= The task =
Rewrite all of the entries below, replacing "Kindly give" with "Please provide" and leaving everything else unchanged.

= Supplied records =
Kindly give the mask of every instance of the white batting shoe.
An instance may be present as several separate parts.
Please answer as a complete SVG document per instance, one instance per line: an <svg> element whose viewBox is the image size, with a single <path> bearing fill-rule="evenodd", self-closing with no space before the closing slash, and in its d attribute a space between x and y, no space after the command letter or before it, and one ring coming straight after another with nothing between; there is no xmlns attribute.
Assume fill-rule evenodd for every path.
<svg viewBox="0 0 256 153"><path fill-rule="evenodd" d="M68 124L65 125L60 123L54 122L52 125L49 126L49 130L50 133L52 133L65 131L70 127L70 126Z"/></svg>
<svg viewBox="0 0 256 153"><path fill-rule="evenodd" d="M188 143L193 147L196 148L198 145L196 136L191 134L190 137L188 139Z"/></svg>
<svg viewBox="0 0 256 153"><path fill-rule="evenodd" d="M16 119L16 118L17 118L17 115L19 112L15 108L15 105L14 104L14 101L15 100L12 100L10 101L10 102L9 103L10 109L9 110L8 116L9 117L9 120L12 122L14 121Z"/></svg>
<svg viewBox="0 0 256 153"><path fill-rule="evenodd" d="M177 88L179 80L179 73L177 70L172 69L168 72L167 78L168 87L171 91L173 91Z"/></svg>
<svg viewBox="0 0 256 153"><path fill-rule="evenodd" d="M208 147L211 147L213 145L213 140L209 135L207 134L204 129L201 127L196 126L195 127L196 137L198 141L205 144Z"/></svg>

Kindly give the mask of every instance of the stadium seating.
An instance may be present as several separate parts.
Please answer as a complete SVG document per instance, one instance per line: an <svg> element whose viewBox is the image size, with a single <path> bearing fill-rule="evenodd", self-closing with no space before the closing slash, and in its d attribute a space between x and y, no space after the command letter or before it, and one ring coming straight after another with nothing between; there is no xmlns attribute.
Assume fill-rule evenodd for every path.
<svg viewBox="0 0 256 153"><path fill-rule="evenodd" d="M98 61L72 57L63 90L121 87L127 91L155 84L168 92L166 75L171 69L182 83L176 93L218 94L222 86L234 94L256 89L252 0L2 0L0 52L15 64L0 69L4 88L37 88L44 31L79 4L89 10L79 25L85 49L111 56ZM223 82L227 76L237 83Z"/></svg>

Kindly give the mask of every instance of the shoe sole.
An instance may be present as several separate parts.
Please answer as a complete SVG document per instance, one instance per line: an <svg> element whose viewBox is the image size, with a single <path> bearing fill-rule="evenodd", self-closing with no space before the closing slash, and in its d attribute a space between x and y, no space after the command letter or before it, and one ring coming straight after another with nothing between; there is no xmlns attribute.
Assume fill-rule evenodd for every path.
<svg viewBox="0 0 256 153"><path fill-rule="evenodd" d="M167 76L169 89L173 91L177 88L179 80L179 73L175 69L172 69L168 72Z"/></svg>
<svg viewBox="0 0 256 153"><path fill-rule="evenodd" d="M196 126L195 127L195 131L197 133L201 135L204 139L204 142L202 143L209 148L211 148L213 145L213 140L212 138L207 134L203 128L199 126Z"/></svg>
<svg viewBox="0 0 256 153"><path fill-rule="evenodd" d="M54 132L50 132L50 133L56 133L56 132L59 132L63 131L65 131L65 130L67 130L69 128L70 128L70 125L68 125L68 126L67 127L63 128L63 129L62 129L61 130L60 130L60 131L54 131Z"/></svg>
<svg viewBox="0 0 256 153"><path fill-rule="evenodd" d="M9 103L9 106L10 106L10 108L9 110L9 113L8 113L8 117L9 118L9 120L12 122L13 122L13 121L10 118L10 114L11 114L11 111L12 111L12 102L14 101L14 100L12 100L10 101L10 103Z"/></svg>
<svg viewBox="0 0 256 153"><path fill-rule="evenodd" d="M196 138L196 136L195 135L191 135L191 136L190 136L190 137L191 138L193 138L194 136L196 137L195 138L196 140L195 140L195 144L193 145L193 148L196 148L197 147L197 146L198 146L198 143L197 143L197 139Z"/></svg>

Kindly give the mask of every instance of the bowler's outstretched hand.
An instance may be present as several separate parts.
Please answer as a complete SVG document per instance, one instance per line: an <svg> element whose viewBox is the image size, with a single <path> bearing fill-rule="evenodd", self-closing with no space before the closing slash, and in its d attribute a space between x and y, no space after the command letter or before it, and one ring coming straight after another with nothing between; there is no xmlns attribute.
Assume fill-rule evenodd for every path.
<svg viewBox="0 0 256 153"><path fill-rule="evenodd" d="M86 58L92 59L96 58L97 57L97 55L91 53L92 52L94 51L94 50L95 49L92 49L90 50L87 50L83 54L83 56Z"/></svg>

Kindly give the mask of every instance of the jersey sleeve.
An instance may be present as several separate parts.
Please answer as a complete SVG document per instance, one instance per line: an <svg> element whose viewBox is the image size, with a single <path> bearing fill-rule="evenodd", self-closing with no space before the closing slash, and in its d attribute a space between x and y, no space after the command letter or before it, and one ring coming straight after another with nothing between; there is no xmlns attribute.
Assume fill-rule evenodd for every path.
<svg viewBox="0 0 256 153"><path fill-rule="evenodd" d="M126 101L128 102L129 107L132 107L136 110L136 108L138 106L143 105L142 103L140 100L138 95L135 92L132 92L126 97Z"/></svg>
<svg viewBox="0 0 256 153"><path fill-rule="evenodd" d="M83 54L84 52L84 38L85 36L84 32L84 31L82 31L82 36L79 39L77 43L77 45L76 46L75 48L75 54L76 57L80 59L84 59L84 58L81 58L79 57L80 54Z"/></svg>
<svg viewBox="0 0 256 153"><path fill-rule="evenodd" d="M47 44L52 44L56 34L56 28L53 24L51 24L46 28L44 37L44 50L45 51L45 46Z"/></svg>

= Exercise answer =
Please provide the mask of every instance of the white batting shoe.
An instance may be present as several separate parts.
Please answer as a complete SVG document per instance, one instance per line: an <svg> element whose viewBox is the image size, with a single <path> bearing fill-rule="evenodd", self-closing with no space before the closing slash, and in its d attribute a space between x and y, no space after the command letter or before it, and one ring coming straight after another with nothing between; there is no xmlns attribute.
Assume fill-rule evenodd for every path.
<svg viewBox="0 0 256 153"><path fill-rule="evenodd" d="M68 124L65 125L60 123L54 122L52 125L49 126L49 130L50 133L52 133L65 131L70 127L70 126Z"/></svg>
<svg viewBox="0 0 256 153"><path fill-rule="evenodd" d="M188 143L193 147L196 148L198 145L196 136L191 134L190 137L188 139Z"/></svg>
<svg viewBox="0 0 256 153"><path fill-rule="evenodd" d="M16 119L16 118L17 118L17 115L19 112L15 108L15 105L14 104L14 101L15 100L12 100L10 101L10 102L9 103L10 109L9 110L8 116L9 117L9 120L12 122L14 121Z"/></svg>
<svg viewBox="0 0 256 153"><path fill-rule="evenodd" d="M177 88L179 80L179 73L177 70L172 69L168 72L167 78L168 87L171 91L173 91Z"/></svg>
<svg viewBox="0 0 256 153"><path fill-rule="evenodd" d="M208 147L211 147L213 145L213 140L209 135L207 134L204 129L201 127L196 126L195 127L196 137L198 141L205 144Z"/></svg>

Please provide the mask of every instance of the stadium seating.
An instance may be present as several separate parts.
Please answer as a complete SVG document per instance, one instance per line: an <svg> element whose viewBox is the image size, with a single <path> bearing fill-rule="evenodd", self-closing with no space before the closing slash, and in its d attribute a space between x and y, no space after the command letter or before it, and one ring coming straight after another with nothing between; there is no xmlns attribute.
Assume fill-rule evenodd for every path.
<svg viewBox="0 0 256 153"><path fill-rule="evenodd" d="M98 61L72 57L63 90L121 87L127 91L155 84L168 92L166 75L171 69L182 83L176 93L218 94L222 86L234 94L256 89L252 0L2 0L0 52L15 64L0 69L4 88L37 88L44 31L79 4L89 10L79 25L85 49L111 56ZM223 82L227 76L237 83Z"/></svg>

Please provide the mask of every instance of the shoe sole.
An instance may be present as several separate parts.
Please answer as a complete SVG document per instance, one instance per line: an <svg> element whose viewBox is the image size, with a single <path> bearing fill-rule="evenodd", self-closing with no space before the closing slash, and in its d attribute a space between x and y, no space after the command letter or before it, and one ring coming straight after another with nothing between; there is no xmlns attribute.
Assume fill-rule evenodd for every path.
<svg viewBox="0 0 256 153"><path fill-rule="evenodd" d="M167 76L169 89L173 91L177 88L179 80L179 73L175 69L172 69L168 72Z"/></svg>
<svg viewBox="0 0 256 153"><path fill-rule="evenodd" d="M196 126L195 127L195 131L197 133L201 135L204 139L204 142L202 143L209 148L211 148L213 145L213 140L212 138L207 134L203 128L199 126Z"/></svg>
<svg viewBox="0 0 256 153"><path fill-rule="evenodd" d="M54 132L50 132L50 133L56 133L56 132L59 132L63 131L65 131L65 130L67 130L69 128L70 128L70 125L68 125L68 126L67 127L63 128L63 129L62 129L61 130L60 130L60 131L54 131Z"/></svg>
<svg viewBox="0 0 256 153"><path fill-rule="evenodd" d="M9 103L9 106L10 106L10 108L9 110L9 113L8 113L8 117L9 118L9 120L12 122L13 122L13 121L10 118L10 114L11 114L11 111L12 111L12 102L14 101L14 100L12 100L10 101L10 103Z"/></svg>
<svg viewBox="0 0 256 153"><path fill-rule="evenodd" d="M196 138L196 136L195 135L191 135L191 136L190 136L190 137L191 138L193 138L194 136L196 137L195 138L196 140L195 140L195 144L193 145L193 148L196 148L197 147L197 146L198 146L198 143L197 143L197 139Z"/></svg>

Please provide the mask of every instance of the bowler's outstretched hand.
An instance may be present as several separate parts.
Please answer as a complete SVG document per instance, one instance per line: an <svg> element whose viewBox is the image size, with a single <path> bearing fill-rule="evenodd", self-closing with no space before the closing slash, and in its d attribute a space between x and y, no space after the command letter or before it, and one ring coming straight after another with nothing between; there is no xmlns attribute.
Assume fill-rule evenodd for every path.
<svg viewBox="0 0 256 153"><path fill-rule="evenodd" d="M86 58L92 59L96 58L97 57L97 55L91 53L92 52L94 51L94 50L95 49L92 49L90 50L87 50L83 54L83 56Z"/></svg>

Please provide the mask of every instance of the jersey sleeve.
An instance may be present as several separate parts.
Please answer as a complete SVG document per instance, one instance per line: an <svg> element whose viewBox is the image size, with a single <path> bearing fill-rule="evenodd", self-closing with no space before the closing slash, and in its d attribute a space between x and y, no space after the command letter or before it, and one ring coming straight after another with nothing between; there is no xmlns attribute.
Assume fill-rule evenodd for every path.
<svg viewBox="0 0 256 153"><path fill-rule="evenodd" d="M126 101L128 102L129 107L132 107L136 110L136 108L138 106L143 105L142 103L140 100L138 95L135 92L132 92L126 97Z"/></svg>
<svg viewBox="0 0 256 153"><path fill-rule="evenodd" d="M83 54L84 52L84 38L85 36L84 32L84 31L82 31L82 36L79 39L77 43L77 45L76 46L75 48L75 54L76 57L80 59L84 59L84 58L81 58L79 57L80 54Z"/></svg>
<svg viewBox="0 0 256 153"><path fill-rule="evenodd" d="M47 44L52 44L56 34L56 28L53 24L51 24L46 28L44 37L44 50L45 51L45 46Z"/></svg>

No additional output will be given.